■ **Exercise task**
Retype the listing that follows, exactly as written.

■ **Dataset excerpts on object pointing**
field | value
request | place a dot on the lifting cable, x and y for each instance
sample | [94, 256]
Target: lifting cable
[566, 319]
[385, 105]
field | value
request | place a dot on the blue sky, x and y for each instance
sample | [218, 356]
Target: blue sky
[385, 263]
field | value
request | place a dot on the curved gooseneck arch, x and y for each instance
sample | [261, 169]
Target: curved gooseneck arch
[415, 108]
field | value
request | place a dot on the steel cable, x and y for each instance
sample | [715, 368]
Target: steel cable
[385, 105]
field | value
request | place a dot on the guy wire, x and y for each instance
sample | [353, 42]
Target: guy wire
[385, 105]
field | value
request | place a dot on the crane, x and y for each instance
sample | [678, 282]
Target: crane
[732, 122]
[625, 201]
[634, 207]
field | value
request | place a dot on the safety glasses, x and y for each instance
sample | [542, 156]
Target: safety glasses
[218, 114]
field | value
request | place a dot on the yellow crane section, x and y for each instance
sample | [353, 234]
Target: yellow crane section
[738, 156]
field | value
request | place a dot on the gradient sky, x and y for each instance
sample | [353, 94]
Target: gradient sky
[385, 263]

■ **Exercise response**
field | value
request | place a dot on the lifting cable, x and y for each instance
sample | [94, 256]
Target: lifting cable
[566, 319]
[385, 105]
field | value
request | place a dot on the blue sky, x and y for each instance
sample | [218, 356]
Target: blue sky
[385, 263]
field | value
request | place a dot on the curved gooseneck arch, x and y for each instance
sample | [261, 169]
Target: curved gooseneck arch
[415, 108]
field | value
request | place a dot on the steel cable, x and y for each instance
sample | [715, 368]
Target: steel cable
[385, 105]
field | value
request | place a dot on the guy wire, x and y for each instance
sample | [353, 42]
Target: guy wire
[385, 105]
field | value
request | place a dot on the crane, x and y for each instance
sample | [678, 282]
Target: crane
[732, 122]
[625, 201]
[634, 207]
field | value
request | place a dot on the safety glasses, x and y for each instance
sample | [542, 156]
Target: safety glasses
[218, 114]
field | value
request | place a dot on the yellow crane section, x and y for each instance
sample | [353, 234]
Target: yellow crane section
[738, 156]
field | value
request | place a dot on the gradient sky, x and y for each instance
sample | [353, 94]
Target: gradient sky
[385, 263]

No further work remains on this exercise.